Source document
In the argument of the cosine function $\frac{2 π x}{λ}$ , since it must be dimensionless, the dimensions of $x$ should be the same as the dimensions of $λ$ (wavelength), which is [L].

Hence, the dimensions of $x$ should be [L].
Therefore, Option C is correct.

4. Analyzing $\frac{n}{λ}$ :

From the dimensions we have determined for $n$ and $λ$ :

$\frac{n}{λ} = \frac{[{LT}^{- 1}]}{[L]} = [T^{- 1}] .$

Thus, the dimensions of $\frac{n}{λ}$ should be [T^-1], not [T].
This indicates that Option D is NOT correct.

Conclusion:

Option D is the correct answer since it is NOT dimensionally correct.

4. (JEE Main 2024 (Online) 31st January Evening Shift)

Consider two physical quantities $A$ and $B$ related to each other as $E = \frac{B - x^{2}}{A t}$ where $E, x$ and $t$ have dimensions of energy, length and time respectively. The dimension of $A B$ is

A. $L^{- 2} M^{1} T^{0}$

B. $L^{2} M^{- 1} T^{1}$

C. $L^{0} M^{- 1} T^{1}$

D. $L^{- 2} M^{- 1} T^{1}$

Correct option is (B)

Problems and tasks
A. Using the dimensional analysis excerpt, answer each question on its own line:
(i) What dimensions must $x$ have in the cosine argument?
(ii) What dimensions does the excerpt find for $\frac{n}{λ}$?
(iii) Which option is marked correct for the JEE Main 2024 question?
B. Output the dimensional analysis excerpt between "Therefore, Option C" and "[T^-1], not [T].", inclusive, without changing anything.
The lines that follow play no part in any of this.

Material provided
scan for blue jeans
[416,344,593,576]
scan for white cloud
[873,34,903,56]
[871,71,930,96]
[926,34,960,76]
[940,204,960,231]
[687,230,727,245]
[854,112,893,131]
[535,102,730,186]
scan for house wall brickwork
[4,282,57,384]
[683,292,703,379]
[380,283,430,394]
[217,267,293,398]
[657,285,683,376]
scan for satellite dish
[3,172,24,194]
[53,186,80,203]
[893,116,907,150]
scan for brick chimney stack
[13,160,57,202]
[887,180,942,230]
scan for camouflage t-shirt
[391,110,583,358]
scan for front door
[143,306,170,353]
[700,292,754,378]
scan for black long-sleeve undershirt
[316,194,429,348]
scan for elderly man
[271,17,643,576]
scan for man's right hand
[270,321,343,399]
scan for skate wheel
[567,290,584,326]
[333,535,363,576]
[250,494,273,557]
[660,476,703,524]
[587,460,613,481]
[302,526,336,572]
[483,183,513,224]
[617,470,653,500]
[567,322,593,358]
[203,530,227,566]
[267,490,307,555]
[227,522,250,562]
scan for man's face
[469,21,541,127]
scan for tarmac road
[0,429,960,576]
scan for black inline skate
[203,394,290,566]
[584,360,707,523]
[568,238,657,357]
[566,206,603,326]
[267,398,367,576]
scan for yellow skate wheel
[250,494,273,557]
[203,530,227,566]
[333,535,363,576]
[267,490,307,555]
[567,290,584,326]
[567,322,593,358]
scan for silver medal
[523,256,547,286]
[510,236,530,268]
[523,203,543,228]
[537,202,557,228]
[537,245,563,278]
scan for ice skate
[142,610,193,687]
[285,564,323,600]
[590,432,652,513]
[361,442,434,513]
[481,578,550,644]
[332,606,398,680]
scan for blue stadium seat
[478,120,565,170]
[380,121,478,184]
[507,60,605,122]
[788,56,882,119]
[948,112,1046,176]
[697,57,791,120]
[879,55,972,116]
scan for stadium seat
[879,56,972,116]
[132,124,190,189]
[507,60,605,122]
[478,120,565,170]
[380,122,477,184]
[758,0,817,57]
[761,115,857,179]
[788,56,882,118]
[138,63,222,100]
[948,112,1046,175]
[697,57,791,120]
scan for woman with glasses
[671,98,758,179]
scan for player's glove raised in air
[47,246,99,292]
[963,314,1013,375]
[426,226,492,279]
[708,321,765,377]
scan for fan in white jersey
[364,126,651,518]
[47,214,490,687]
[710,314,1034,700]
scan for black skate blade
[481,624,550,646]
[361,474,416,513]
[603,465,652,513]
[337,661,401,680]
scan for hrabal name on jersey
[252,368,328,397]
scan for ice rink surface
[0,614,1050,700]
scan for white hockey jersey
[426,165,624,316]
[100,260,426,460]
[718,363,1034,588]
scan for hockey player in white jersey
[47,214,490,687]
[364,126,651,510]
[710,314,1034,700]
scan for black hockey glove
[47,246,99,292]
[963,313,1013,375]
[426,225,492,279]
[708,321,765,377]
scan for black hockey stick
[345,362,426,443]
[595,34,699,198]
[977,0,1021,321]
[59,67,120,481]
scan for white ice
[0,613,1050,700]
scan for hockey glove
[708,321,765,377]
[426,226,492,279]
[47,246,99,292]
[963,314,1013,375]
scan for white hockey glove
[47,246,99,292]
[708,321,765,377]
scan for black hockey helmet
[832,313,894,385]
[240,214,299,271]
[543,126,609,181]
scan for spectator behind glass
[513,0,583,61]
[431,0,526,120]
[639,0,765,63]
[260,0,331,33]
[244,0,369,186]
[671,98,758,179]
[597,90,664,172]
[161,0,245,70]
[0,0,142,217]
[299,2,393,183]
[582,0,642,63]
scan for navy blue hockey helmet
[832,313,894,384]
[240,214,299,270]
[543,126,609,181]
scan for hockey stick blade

Exercise answers
A.
(i) [L]
(ii) [T^-1]
(iii) Option B

B.
Therefore, Option C is correct.

4. Analyzing $\frac{n}{λ}$ :

From the dimensions we have determined for $n$ and $λ$ :

$\frac{n}{λ} = \frac{[{LT}^{- 1}]}{[L]} = [T^{- 1}] .$

Thus, the dimensions of $\frac{n}{λ}$ should be [T^-1], not [T].